▶ **What you should do**
Give the lines below as a numbered list with blank lines left out, starting at the line that contains "of the galloping" and running through the last line.

====== Record set ======

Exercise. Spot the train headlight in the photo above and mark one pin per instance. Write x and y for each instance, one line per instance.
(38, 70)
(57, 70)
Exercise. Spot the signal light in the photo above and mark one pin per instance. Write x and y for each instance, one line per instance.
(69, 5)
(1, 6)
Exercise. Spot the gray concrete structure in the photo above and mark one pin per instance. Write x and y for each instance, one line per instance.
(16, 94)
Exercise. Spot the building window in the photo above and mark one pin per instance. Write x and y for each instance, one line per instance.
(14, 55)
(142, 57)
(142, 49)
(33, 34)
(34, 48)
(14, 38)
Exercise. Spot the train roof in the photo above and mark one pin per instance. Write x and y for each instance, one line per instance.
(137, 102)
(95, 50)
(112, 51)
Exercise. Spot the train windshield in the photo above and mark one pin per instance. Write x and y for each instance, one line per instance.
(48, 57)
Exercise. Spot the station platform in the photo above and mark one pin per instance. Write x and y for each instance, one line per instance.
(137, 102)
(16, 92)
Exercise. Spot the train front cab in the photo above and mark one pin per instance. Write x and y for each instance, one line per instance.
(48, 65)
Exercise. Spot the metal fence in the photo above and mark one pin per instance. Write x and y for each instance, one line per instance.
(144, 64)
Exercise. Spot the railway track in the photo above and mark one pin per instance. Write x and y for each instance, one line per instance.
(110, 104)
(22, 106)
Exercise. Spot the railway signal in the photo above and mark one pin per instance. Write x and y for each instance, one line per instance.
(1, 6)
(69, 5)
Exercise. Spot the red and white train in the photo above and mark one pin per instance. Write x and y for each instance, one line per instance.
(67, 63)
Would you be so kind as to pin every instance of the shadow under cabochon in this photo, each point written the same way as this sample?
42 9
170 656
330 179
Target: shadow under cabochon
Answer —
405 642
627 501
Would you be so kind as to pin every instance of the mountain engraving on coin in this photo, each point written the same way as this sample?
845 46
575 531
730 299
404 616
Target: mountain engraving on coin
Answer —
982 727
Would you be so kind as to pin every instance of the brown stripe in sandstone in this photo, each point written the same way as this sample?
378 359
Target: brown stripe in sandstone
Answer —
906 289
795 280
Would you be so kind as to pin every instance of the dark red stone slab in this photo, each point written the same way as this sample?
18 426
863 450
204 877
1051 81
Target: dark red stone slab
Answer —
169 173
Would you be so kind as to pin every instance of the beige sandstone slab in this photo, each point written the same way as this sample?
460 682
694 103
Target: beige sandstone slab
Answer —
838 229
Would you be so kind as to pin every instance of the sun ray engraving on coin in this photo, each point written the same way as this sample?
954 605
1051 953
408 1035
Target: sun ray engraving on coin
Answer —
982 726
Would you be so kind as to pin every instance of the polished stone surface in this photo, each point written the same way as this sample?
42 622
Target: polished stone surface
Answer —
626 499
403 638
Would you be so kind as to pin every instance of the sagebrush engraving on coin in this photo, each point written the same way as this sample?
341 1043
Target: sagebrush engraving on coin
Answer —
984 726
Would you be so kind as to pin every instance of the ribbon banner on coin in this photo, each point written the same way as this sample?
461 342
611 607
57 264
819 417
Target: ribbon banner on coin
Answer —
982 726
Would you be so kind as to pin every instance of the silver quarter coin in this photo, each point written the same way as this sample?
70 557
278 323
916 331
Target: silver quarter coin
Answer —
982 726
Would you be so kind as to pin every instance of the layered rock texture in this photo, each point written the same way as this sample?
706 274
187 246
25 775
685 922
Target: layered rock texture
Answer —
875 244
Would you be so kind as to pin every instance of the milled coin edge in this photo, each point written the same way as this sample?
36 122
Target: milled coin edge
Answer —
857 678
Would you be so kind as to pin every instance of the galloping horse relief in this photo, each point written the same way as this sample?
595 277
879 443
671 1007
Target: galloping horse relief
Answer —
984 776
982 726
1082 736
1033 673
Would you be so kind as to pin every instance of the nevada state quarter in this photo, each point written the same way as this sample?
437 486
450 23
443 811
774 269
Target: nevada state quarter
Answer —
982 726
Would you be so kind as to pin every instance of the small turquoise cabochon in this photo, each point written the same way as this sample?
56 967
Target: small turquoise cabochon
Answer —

======

▶ **Solution**
1. Would you be so kind as to pin every instance of the galloping horse relief in this photo, each point written the same way as this sample?
2. 595 277
3. 879 443
4. 671 1007
5. Target: galloping horse relief
6. Answer —
7. 984 776
8. 982 726
9. 1082 736
10. 1033 673
11. Would you be so kind as to pin every instance of the nevada state quarter in this photo, each point written the same way as this sample?
12. 437 486
13. 450 23
14. 443 811
15. 774 269
16. Target: nevada state quarter
17. Answer —
18. 982 726
19. Would you be so kind as to pin every instance of the small turquoise cabochon in this photo, each point written the same way as this sample?
20. 56 967
21. Target: small turquoise cabochon
22. Answer —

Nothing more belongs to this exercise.